▶ _QUOTED PASSAGE_
_ _ _ _ _
Lua tables are a general-purpose associative structure that are used for both map and list functions in that language: there's syntactic sugar for both consecutive integer keys and simple string keys, and the former are used to make sequences (with internal, semantics-preserving optimizations in the Lua runtime for storing them). They strike me as one of the best options for a single core data structure if one were limited to one.

  • tikhonj 14 years ago

    I haven't use Lua, but that sounds exactly like JavaScript objects. JavaScript does get on very well with basically just these objects.

    • premchai21 14 years ago

      They're similar, but the Lua form is much cleaner. In particular, JS objects only permit string keys, which makes Arrays sort of preposterous; they also have other baggage related to the prototype system. Lua tables can have any type except nil (which is not truly first-class in Lua) as keys, and can also have "metatables", which are of similar or greater power to the latter baggage but semantically somewhat simpler. To me this makes a world of difference.
_ _ _ _ _
Records from a point-labeling set:
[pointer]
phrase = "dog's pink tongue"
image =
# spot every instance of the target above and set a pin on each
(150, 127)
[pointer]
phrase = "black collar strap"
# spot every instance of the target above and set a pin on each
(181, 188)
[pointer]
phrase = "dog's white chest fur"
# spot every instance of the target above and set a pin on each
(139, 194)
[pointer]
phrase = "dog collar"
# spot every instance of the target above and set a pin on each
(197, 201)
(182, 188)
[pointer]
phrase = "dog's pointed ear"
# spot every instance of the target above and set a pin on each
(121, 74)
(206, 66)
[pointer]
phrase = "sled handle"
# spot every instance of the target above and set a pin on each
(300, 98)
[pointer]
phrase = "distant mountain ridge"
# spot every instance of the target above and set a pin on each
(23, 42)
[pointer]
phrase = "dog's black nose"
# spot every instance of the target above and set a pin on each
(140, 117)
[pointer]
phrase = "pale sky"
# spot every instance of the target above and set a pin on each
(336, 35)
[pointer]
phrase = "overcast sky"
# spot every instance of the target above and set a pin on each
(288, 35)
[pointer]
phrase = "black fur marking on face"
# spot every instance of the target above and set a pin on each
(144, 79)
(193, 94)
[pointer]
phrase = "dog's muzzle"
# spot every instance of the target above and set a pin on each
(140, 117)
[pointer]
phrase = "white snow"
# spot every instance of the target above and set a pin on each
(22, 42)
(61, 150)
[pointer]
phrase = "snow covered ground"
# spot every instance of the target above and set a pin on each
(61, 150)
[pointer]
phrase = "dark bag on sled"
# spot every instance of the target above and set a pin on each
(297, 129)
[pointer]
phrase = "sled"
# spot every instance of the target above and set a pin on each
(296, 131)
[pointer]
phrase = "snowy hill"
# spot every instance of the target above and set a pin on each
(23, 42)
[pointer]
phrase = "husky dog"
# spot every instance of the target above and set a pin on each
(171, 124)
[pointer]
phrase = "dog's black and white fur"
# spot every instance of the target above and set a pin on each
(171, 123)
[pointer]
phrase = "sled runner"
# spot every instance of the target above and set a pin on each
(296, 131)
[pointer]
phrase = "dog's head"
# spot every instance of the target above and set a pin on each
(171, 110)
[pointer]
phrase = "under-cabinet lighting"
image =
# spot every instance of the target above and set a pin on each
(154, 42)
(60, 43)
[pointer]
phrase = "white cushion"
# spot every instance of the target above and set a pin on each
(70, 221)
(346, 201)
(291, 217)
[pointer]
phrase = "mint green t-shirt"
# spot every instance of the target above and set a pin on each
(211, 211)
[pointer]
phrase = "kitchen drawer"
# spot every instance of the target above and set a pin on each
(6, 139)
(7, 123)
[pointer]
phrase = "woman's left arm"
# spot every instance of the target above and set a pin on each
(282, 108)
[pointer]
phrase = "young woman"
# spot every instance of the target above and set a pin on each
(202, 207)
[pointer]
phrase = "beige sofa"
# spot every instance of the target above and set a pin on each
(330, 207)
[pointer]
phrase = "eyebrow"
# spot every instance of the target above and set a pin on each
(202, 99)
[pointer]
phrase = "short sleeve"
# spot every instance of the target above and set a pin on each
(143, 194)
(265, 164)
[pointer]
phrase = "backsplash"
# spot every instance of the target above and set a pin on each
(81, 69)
_ _ _ _ _
▶ _GIVEN REQUEST 1_
Please reproduce the entire thread about Lua tables verbatim.
▶ _GIVEN REQUEST 2_
List each line of the records that contains the string "sled".
The thread about Lua tables and the records have no connection to each other.

▶ _RESULT 1_
Lua tables are a general-purpose associative structure that are used for both map and list functions in that language: there's syntactic sugar for both consecutive integer keys and simple string keys, and the former are used to make sequences (with internal, semantics-preserving optimizations in the Lua runtime for storing them). They strike me as one of the best options for a single core data structure if one were limited to one.

  • tikhonj 14 years ago

    I haven't use Lua, but that sounds exactly like JavaScript objects. JavaScript does get on very well with basically just these objects.

    • premchai21 14 years ago

      They're similar, but the Lua form is much cleaner. In particular, JS objects only permit string keys, which makes Arrays sort of preposterous; they also have other baggage related to the prototype system. Lua tables can have any type except nil (which is not truly first-class in Lua) as keys, and can also have "metatables", which are of similar or greater power to the latter baggage but semantically somewhat simpler. To me this makes a world of difference.

▶ _RESULT 2_
phrase = "sled handle"
phrase = "dark bag on sled"
phrase = "sled"
phrase = "sled runner"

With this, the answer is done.